● EXTRACT PROVIDED:
####
Sei Pcs

View or edit on GitHub

This page is synchronized from trase/data/brazil/beef/sei_pcs/README.md. Last modified on 2025-12-14 23:19 CET by Trase Admin. Please view or edit the original file there; changes should be reflected here after a midnight build (CET time), or manually triggering it with a GitHub action (link).

Brazilian beef SEIPCS v2.2.0

Library of code for subnational mapping of Brazilian beef SEI-PCS. Lead author: Erasmus zu Ermgassen (erasmus.zuermgassen@uclouvain.be).

Workflow

The workflow to re-run BR-beef SEI-PCS is to:

Update BR-beef logistic hubs
Identify sourcing per slaughterhouse
Implement the DT
Join municipal-supply sheds to each logistic hub
Calculate municipal cattle production

Update BR-beef logistic hubs

In v2.2.0, I exported the CNPJs for Neural Alpha to query (3_LOGISTICS/BRAZIL/GTA/NETWORK/EXPORT_TAX_NUM_TO_QUERY.R) before consolidating all the logistic hub data, because of time constraints - updating the SIE, SIBI data etc is time consuming.

In future, before processing the GTAs, I would ideally create a new version of the beef logistic hub data (which would then be called when indentifying CNPJs to do traversal searches on, in 3_LOGISTICS/BRAZIL/GTA/NETWORK/EXPORT_TAX_NUM_TO_QUERY.R).
####
● DATA SEGMENT:
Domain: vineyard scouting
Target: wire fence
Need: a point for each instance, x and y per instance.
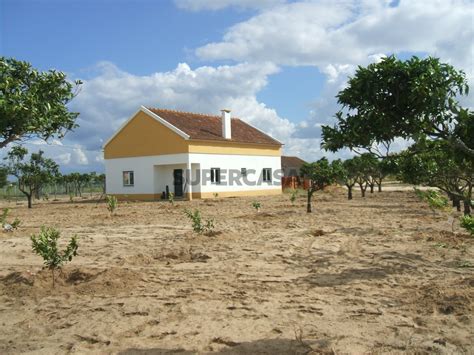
(52, 191)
####
● PROMPT 1: Echo the stretch of the beef SEI-PCS README from "The workflow to" through "is time consuming.".
● PROMPT 2: According to the beef SEI-PCS README, who is the lead author of the code library?

● WRITTEN ANSWER 1:
The workflow to re-run BR-beef SEI-PCS is to:

Update BR-beef logistic hubs
Identify sourcing per slaughterhouse
Implement the DT
Join municipal-supply sheds to each logistic hub
Calculate municipal cattle production

Update BR-beef logistic hubs

In v2.2.0, I exported the CNPJs for Neural Alpha to query (3_LOGISTICS/BRAZIL/GTA/NETWORK/EXPORT_TAX_NUM_TO_QUERY.R) before consolidating all the logistic hub data, because of time constraints - updating the SIE, SIBI data etc is time consuming.

● WRITTEN ANSWER 2: Erasmus zu Ermgassen